» **Secção do texto**

/---

7. Sem vistos, dado o disposto no artigo 36.º, n.os 1, al. e), e 2, do CPTA, vêm os autos à Conferência para decidir.

II – Fundamentação

1. De facto:

Com interesse para a decisão, considera-se como assente o seguinte quadro factual:

(i) Através de ofício sob a referência 022804, de 27.11.14, sob o assunto “Reprivatização de até 66% do capital social da G……….., SGPS, S.A. – Avaliação Financeira”, remetido pela F………….. à I…………, S.A., foi comunicado por aquela a esta que “vem por este meio agradecer (…) a apresentação da Proposta de Assessoria Financeira para avaliação da G………., SGPS, SA, de 21 de novembro, e informar que, no âmbito das consultas realizadas e à subsequente análise das propostas recebidas, a «I…………, SA» foi selecionada para a prestação da referida Assessoria. (…) Assim, confirmamos a adjudicação da V/proposta, nos seguintes termos financeiros (…)” (cfr. doc. n.º 1, junto com a oposição do Requerido - fl. 248 -, cujo teor aqui se dá por reproduzido).

(ii) Através de ofício sob a referência 022805, de 27.11.14, sob o assunto “REPRIVATIZAÇÃO DE ATÉ 66% DO CAPITAL SOCIAL DA G…….., SGPS, S.A. - AVALIAÇÃO FINANCEIRA”, remetido pela F………….. à J………….., foi comunicado por aquela a esta que “vem por este meio agradecer (…) a apresentação da Proposta de Assessoria Financeira para avaliação da G…………, SGPS, SA, de 21 de novembro, e informar que, no âmbito das consultas realizadas e à subsequente análise das propostas recebidas, a «J…………..» foi selecionada para a prestação da referida Assessoria. (…) Assim, confirmamos a adjudicação da V/proposta, nos seguintes termos financeiros (…)” (cfr. doc. n.º 2, junto com a oposição do Requerido – fl. 249 - cujo teor aqui se dá por reproduzido).

\---

» **Extrato de dados**
/---

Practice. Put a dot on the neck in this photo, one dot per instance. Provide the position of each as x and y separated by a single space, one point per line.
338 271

\---

Escreva o que se segue ao último parágrafo do acórdão sobre a assessoria financeira na reprivatização do capital social da SGPS. O material provém de uma fonte distinta.

(iii) No Diário da República, I.ª Série, n.º 248, de 24.12.14, foi publicado o DL n.º 181-A/2014, tendo-se procedido no mesmo à aprovação do processo de reprivatização indirecta do capital social da G………….., S.A. mediante a reprivatização do capital social da G……………, SGPS, S.A..

(iv) Por escritura outorgada em 02.04.15 em Cartório Notarial de Lisboa foi constituída associação denominada de “Associação A…………”, aqui ora Requerente, a qual se rege por Estatutos anexos e dos quais se extrai, nomeadamente, que se trata de “associação cívica, sem fins lucrativos, constituída por tempo indeterminado, de natureza altruísta, destinada à consagração e defesa de valores cívicos consagrados na Constituição da República Portuguesa e dotada de personalidade jurídica, constituída de harmonia e em conformidade com o estabelecido pelo regime jurídico das associações” (art. 1.º, n.º 2), e que contam-se, entre os seus “fins e atribuições”, os de “n) Intervir, também política e civilmente, contra a alienação total ou maioritária das Empresas estratégicas do Setor empresarial do Estado”; e (…) r) Dinamizar a realização de petições, ações populares, referendos e iniciativas legislativas de cidadãos (…)” (art. 4.º).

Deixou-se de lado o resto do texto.